Problem details: Rewrite the listing below, starting at the line that contains "of the cypress" and ending at the end of the listing, with "cypress tree" replaced by "pine tree" and everything else left unchanged.

Data supplied:
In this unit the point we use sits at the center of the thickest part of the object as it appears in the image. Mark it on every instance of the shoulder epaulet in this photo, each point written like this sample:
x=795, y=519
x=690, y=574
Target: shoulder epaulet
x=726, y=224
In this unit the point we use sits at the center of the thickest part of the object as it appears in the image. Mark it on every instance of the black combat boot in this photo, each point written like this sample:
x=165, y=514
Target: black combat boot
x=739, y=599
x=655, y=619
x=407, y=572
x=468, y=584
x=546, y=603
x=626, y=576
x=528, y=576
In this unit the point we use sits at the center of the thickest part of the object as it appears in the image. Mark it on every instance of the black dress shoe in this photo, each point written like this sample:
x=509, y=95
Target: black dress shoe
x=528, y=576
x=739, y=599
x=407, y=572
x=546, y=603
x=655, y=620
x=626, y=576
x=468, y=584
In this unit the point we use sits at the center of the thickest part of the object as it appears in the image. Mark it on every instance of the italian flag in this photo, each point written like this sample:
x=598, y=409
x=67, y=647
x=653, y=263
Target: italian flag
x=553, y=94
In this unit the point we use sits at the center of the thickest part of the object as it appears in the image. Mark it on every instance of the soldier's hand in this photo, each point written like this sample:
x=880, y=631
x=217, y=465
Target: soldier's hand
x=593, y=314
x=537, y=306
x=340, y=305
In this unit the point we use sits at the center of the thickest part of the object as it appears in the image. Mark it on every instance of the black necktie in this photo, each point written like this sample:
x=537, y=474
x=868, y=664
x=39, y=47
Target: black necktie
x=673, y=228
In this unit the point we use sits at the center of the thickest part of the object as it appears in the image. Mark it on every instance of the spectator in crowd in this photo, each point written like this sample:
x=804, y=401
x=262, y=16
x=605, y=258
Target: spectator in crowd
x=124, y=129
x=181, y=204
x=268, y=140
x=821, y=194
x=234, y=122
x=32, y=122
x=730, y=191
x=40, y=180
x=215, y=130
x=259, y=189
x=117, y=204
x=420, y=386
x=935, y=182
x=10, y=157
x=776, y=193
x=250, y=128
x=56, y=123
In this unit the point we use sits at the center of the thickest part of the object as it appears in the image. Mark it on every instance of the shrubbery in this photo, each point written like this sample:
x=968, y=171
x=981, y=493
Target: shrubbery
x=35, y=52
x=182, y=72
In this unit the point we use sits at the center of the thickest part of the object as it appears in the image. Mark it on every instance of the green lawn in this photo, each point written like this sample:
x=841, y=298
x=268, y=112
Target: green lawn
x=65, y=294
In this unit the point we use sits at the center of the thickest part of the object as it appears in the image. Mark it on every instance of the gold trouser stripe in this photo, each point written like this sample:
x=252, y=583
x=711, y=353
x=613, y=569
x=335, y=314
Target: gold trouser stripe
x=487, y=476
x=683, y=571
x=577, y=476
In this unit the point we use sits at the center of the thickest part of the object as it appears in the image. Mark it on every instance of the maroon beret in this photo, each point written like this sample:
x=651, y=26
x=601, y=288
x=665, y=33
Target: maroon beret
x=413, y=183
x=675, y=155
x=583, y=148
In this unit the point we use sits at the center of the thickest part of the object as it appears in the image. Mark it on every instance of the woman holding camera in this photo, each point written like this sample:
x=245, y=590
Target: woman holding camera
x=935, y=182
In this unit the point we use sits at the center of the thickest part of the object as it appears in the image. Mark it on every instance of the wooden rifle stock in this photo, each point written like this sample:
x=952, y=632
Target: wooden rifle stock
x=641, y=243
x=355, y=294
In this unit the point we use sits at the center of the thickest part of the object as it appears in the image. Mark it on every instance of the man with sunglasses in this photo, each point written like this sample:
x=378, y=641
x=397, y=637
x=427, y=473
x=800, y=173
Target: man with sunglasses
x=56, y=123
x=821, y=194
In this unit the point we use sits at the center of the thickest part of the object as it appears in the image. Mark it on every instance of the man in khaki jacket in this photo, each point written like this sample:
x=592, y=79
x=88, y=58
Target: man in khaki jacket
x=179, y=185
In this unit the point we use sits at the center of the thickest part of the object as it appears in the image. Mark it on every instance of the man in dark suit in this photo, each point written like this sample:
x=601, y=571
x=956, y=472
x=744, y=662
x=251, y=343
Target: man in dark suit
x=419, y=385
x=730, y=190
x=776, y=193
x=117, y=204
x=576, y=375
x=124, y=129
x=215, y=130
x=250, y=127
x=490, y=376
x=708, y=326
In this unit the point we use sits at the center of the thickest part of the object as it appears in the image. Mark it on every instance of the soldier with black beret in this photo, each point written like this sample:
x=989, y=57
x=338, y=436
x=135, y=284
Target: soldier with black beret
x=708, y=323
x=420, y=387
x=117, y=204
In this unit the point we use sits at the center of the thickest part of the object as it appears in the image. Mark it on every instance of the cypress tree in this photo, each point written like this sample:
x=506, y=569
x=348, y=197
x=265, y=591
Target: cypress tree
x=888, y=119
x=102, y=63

Result for this task:
In this unit the point we use sits at the center of the thickest part of the object as it appears in the image. Mark it on every instance of the pine tree in this photo, each point written like this sample:
x=506, y=569
x=348, y=197
x=265, y=591
Target: pine tree
x=888, y=119
x=102, y=63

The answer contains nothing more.